### WHAT YOU ARE ASKED TO DO
Copy every line of the material below verbatim, changing nothing.

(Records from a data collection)
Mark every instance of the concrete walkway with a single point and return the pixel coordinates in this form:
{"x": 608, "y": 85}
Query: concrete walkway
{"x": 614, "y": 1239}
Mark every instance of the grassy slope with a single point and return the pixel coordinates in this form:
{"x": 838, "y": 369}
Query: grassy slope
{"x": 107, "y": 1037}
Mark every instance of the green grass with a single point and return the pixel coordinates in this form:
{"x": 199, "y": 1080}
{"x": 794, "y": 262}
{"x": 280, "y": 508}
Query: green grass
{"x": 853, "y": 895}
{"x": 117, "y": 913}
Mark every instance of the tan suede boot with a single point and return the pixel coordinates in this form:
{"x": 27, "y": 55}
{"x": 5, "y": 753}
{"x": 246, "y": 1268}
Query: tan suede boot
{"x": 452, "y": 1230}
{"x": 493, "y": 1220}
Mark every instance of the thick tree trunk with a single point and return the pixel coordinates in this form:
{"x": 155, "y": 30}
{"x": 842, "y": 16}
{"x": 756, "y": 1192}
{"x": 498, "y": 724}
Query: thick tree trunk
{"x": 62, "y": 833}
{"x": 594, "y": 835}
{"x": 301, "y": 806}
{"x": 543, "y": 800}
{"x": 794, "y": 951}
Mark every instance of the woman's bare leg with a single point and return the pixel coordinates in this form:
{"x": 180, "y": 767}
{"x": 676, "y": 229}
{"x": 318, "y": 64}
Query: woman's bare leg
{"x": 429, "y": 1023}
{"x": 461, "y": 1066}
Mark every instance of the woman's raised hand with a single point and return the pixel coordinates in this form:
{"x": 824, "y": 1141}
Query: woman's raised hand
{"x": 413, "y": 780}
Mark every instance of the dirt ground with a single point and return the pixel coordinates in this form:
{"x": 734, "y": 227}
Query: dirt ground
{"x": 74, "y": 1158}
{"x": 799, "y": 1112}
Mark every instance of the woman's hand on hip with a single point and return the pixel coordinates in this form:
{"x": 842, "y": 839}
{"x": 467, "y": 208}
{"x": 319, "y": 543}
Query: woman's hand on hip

### EXERCISE ANSWER
Mark every instance of the concrete walkway with a single point and return the pixel coordinates in this form:
{"x": 608, "y": 85}
Query: concrete walkway
{"x": 614, "y": 1239}
Mark every instance of the grassy slope with a single point and return the pixel coordinates in this form:
{"x": 838, "y": 369}
Query: grassy slope
{"x": 107, "y": 1037}
Mark every instance of the green grass with a single point and return the pixel coordinates in this form:
{"x": 199, "y": 1080}
{"x": 794, "y": 262}
{"x": 280, "y": 508}
Query: green grass
{"x": 853, "y": 895}
{"x": 117, "y": 913}
Mark every instance of the tan suede boot with a single point and return the pixel coordinates in this form:
{"x": 27, "y": 55}
{"x": 5, "y": 753}
{"x": 246, "y": 1268}
Query: tan suede boot
{"x": 452, "y": 1230}
{"x": 493, "y": 1220}
Mark every instance of the thick tree trunk with a single point and return the pixel coordinates in this form:
{"x": 155, "y": 30}
{"x": 842, "y": 16}
{"x": 756, "y": 1192}
{"x": 498, "y": 724}
Query: thick tree trunk
{"x": 62, "y": 833}
{"x": 594, "y": 835}
{"x": 301, "y": 806}
{"x": 543, "y": 800}
{"x": 794, "y": 951}
Mark every instance of the woman's bare leg with a single point and return the pixel coordinates in this form:
{"x": 180, "y": 767}
{"x": 676, "y": 229}
{"x": 318, "y": 64}
Query: woman's bare leg
{"x": 429, "y": 1023}
{"x": 461, "y": 1066}
Mark every instance of the woman's raised hand with a single point and return the pixel coordinates in this form:
{"x": 824, "y": 1141}
Query: woman's raised hand
{"x": 413, "y": 780}
Mark every instance of the dirt ground with a single point and return the pixel coordinates in this form:
{"x": 734, "y": 227}
Query: dirt ground
{"x": 74, "y": 1158}
{"x": 799, "y": 1112}
Mark every instance of the woman's hand on hip with a single point and return the pixel coordinates in this form:
{"x": 842, "y": 839}
{"x": 467, "y": 208}
{"x": 319, "y": 543}
Query: woman's hand on hip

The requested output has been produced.